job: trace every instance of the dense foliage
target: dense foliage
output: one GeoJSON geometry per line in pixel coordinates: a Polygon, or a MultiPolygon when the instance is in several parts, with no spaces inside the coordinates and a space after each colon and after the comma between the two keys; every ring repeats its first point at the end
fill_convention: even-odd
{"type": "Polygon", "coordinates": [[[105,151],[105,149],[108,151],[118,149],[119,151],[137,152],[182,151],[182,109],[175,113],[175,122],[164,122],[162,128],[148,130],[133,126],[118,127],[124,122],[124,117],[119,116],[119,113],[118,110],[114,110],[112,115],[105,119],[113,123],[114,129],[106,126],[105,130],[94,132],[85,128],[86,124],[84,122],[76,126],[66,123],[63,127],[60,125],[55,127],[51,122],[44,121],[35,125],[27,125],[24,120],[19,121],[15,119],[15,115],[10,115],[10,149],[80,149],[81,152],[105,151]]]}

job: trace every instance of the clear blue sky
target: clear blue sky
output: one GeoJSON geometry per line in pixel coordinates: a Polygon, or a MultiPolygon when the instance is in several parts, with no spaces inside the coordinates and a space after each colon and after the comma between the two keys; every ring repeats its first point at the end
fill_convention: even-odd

════════════════

> What the exercise asks
Can you copy all of the records above character for character, without changing anything?

> Solution below
job: trace every instance of the dense foliage
target: dense foliage
output: one GeoJSON geometry per line in pixel coordinates: a Polygon, or a MultiPolygon when the instance is in several parts, with no spaces inside the coordinates and a space after each colon and after the comma between the two keys; every ring repeats its first point at the end
fill_convention: even-odd
{"type": "Polygon", "coordinates": [[[105,151],[105,149],[108,151],[118,149],[119,151],[137,152],[182,151],[182,109],[175,113],[175,122],[164,122],[162,128],[148,130],[133,126],[118,127],[124,122],[124,117],[119,116],[119,113],[118,110],[114,110],[112,115],[105,119],[113,123],[114,129],[106,126],[105,130],[94,132],[85,128],[86,124],[84,122],[76,126],[66,123],[63,127],[60,125],[55,127],[51,122],[44,121],[35,125],[27,125],[24,120],[19,121],[15,119],[15,115],[10,115],[10,149],[80,149],[81,152],[105,151]]]}

job: trace every instance of the clear blue sky
target: clear blue sky
output: one GeoJSON geometry per line in pixel coordinates: a Polygon, or a MultiPolygon when the instance is in several parts, with no spaces inside the coordinates and a space after each colon and after the comma between the two keys; every ring repeats its first point at the end
fill_convention: even-odd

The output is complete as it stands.